_SHORT TASK_
In full and without deviation, write out the entries that follow.

···

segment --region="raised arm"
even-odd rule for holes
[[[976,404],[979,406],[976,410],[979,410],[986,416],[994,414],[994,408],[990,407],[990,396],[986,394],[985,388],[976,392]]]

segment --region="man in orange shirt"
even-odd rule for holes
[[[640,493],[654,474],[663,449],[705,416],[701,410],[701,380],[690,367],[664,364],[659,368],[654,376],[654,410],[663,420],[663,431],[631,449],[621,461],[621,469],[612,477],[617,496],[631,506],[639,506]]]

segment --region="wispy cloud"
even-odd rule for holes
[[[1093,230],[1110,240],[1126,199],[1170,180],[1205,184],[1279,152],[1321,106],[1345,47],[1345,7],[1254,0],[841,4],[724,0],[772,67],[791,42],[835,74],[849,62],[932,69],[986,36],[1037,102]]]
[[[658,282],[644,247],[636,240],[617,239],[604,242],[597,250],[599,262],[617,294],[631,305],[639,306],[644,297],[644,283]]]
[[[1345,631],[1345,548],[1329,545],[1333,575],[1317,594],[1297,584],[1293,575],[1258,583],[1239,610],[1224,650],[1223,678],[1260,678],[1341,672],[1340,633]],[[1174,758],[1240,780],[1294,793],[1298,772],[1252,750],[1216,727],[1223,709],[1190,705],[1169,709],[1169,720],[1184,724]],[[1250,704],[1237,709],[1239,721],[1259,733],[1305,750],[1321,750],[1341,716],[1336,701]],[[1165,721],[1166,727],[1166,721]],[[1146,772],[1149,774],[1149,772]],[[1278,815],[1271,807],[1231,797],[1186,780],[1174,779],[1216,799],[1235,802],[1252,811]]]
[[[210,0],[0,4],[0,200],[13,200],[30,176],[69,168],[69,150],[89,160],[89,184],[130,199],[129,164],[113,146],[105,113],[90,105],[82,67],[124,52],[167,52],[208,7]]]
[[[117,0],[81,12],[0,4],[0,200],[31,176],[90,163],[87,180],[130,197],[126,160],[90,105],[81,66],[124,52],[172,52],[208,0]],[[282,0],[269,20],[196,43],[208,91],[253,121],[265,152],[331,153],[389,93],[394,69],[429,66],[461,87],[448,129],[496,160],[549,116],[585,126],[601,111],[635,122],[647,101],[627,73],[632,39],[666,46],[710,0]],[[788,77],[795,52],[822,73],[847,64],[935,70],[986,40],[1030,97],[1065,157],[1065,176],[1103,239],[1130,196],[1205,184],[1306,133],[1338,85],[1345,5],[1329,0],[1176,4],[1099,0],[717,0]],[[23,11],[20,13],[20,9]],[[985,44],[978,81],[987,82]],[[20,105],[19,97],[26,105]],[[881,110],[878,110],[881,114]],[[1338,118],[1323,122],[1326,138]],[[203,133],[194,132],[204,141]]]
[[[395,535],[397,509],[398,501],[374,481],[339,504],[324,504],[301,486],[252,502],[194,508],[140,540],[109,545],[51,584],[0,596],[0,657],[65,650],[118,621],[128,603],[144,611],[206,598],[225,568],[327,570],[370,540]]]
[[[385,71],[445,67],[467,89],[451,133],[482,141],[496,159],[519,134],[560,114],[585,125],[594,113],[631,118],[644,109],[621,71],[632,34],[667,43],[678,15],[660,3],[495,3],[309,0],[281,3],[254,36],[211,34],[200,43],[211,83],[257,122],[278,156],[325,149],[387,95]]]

···

_CORRECT OUTPUT_
segment --region="raised arm"
even-odd rule for holes
[[[976,404],[979,406],[976,410],[979,410],[986,416],[994,414],[994,408],[990,407],[990,396],[986,394],[985,388],[976,392]]]

segment --region="man in orange shirt"
even-odd rule for holes
[[[640,493],[654,474],[663,449],[705,416],[701,410],[701,380],[690,367],[664,364],[659,368],[654,376],[654,410],[663,420],[663,431],[631,449],[621,461],[621,469],[612,477],[617,496],[631,506],[639,506]]]

segment --region="wispy cloud"
even-odd rule for holes
[[[1093,230],[1110,240],[1126,199],[1170,180],[1205,184],[1279,152],[1321,106],[1345,47],[1345,7],[1254,0],[841,4],[724,0],[772,67],[791,42],[835,74],[849,62],[932,69],[986,36],[1037,102]]]
[[[658,282],[644,247],[636,240],[617,239],[604,242],[597,250],[599,262],[617,294],[631,305],[639,306],[644,297],[644,283]]]
[[[1345,631],[1345,548],[1329,545],[1333,575],[1317,594],[1297,584],[1293,575],[1258,583],[1239,610],[1224,650],[1223,678],[1260,678],[1341,672],[1340,633]],[[1174,758],[1240,780],[1294,793],[1298,772],[1252,750],[1216,727],[1223,709],[1190,705],[1169,709],[1169,720],[1184,724]],[[1250,704],[1237,709],[1239,721],[1259,733],[1305,750],[1321,750],[1341,716],[1336,701]],[[1165,721],[1166,727],[1166,721]],[[1146,772],[1149,774],[1149,772]],[[1278,815],[1271,807],[1231,797],[1186,780],[1174,779],[1216,799],[1235,802],[1252,811]]]
[[[210,0],[0,4],[0,200],[13,200],[30,176],[69,168],[69,150],[89,160],[89,184],[130,199],[129,164],[113,146],[105,113],[90,105],[82,67],[124,52],[167,52],[208,7]]]
[[[117,0],[81,12],[0,4],[0,200],[31,176],[90,163],[87,180],[130,197],[126,160],[90,105],[81,66],[124,52],[172,52],[208,0]],[[282,0],[269,20],[196,43],[208,91],[253,121],[265,152],[331,153],[389,93],[394,69],[429,66],[461,87],[448,129],[496,160],[549,116],[585,126],[601,111],[635,122],[647,101],[627,73],[632,39],[666,46],[710,0]],[[788,77],[795,52],[822,73],[847,64],[935,70],[986,40],[1030,97],[1065,157],[1065,176],[1103,239],[1130,196],[1205,184],[1306,133],[1338,85],[1345,5],[1329,0],[1176,4],[1099,0],[717,0]],[[23,11],[20,13],[20,9]],[[985,44],[978,81],[987,82]],[[20,105],[19,97],[26,105]],[[881,110],[878,110],[881,114]],[[1338,118],[1323,122],[1326,138]],[[203,133],[194,132],[204,141]]]
[[[395,535],[397,509],[398,501],[374,481],[339,504],[324,504],[301,486],[252,502],[194,508],[140,540],[109,545],[51,584],[0,596],[0,657],[65,650],[118,621],[128,603],[144,611],[206,598],[225,568],[327,570],[370,540]]]
[[[385,71],[445,67],[467,89],[451,133],[482,141],[496,159],[519,134],[560,114],[585,125],[594,113],[631,118],[644,109],[621,71],[632,34],[667,43],[678,15],[660,3],[495,3],[309,0],[281,3],[254,36],[211,34],[200,43],[211,83],[257,122],[278,156],[325,149],[387,95]]]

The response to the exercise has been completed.